— Selected extract —

# 🐦 **Kaggle BirdCLEF+2025 Competition**

---

## ✅ **Final Results**
| Stage                                 | Public Score | Private Score | Submitted | Final Leaderboard Rank |
|--------------------------------------|:------------:|:-------------:|:---------:|:----------------------:|
| 1. Applied initial 5-second segment  |     0.793     |     0.803     |     -     |           -            |
| 2. Condition-based segment selection |     0.809     |     0.821     |     -     |           -            |
| 3. Model change + hyperparameter tuning |  0.825    |     0.841     |     -     |           -            |
| 4. Model architecture update         |     0.835     |   **0.847**   |    ✓      |           -            |
| 5. Public model ensemble             |     0.878     |   **0.893**   |     -     |           -            |
| 6. Post-processing adjustments       |     0.881     |   **0.891**   |    ✓      |   **507 / 2026**       |

---

### 📌 **Competition Information**
- **Title**: [BirdCLEF+2025](https://www.kaggle.com/competitions/birdclef-2025)

— Given request 1 —
Select every line in the listing below that contains the string "segment", treating case as significant.

(Data listing)
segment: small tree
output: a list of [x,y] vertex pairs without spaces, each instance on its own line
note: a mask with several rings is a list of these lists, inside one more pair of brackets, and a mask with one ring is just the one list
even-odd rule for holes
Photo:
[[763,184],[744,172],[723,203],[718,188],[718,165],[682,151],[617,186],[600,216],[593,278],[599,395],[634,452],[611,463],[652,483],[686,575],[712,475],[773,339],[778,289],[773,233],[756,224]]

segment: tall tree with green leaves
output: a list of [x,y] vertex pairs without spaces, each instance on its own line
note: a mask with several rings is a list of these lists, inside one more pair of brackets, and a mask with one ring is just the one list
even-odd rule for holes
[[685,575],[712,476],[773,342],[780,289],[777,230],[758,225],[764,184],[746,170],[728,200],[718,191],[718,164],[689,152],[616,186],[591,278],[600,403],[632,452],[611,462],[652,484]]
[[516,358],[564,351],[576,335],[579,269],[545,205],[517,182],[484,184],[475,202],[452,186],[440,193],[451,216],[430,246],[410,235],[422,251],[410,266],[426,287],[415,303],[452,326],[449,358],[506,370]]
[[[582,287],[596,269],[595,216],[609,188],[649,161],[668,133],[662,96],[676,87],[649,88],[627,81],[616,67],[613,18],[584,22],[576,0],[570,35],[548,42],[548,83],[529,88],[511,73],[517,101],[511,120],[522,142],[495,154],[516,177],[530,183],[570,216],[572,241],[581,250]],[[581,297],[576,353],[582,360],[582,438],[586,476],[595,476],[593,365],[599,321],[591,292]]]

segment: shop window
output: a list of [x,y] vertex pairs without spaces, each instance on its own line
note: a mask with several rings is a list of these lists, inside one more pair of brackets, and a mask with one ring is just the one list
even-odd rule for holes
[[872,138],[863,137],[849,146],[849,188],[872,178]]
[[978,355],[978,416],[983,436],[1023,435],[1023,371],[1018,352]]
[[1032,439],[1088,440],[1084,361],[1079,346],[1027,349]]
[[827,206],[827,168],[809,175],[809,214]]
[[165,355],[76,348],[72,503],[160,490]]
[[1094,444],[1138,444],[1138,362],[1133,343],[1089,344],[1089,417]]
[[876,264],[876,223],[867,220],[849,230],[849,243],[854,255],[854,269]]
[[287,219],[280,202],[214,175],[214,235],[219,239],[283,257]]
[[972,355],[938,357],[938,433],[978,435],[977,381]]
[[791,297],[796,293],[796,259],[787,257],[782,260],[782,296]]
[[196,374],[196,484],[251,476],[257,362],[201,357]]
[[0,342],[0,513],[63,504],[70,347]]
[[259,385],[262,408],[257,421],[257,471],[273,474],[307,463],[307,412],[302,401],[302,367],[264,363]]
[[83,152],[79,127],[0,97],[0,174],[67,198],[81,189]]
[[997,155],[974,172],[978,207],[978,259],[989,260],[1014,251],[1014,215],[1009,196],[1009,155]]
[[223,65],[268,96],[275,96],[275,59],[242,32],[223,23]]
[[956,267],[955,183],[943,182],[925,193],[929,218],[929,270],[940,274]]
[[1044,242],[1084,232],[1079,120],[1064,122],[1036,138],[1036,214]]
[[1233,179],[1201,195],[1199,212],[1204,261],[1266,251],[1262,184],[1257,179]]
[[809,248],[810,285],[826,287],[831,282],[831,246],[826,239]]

— Given request 2 —
What final leaderboard rank does the BirdCLEF+2025 results page report?

— Correct answer 1 —
segment: small tree
segment: tall tree with green leaves
segment: shop window

— Correct answer 2 —
507 out of 2026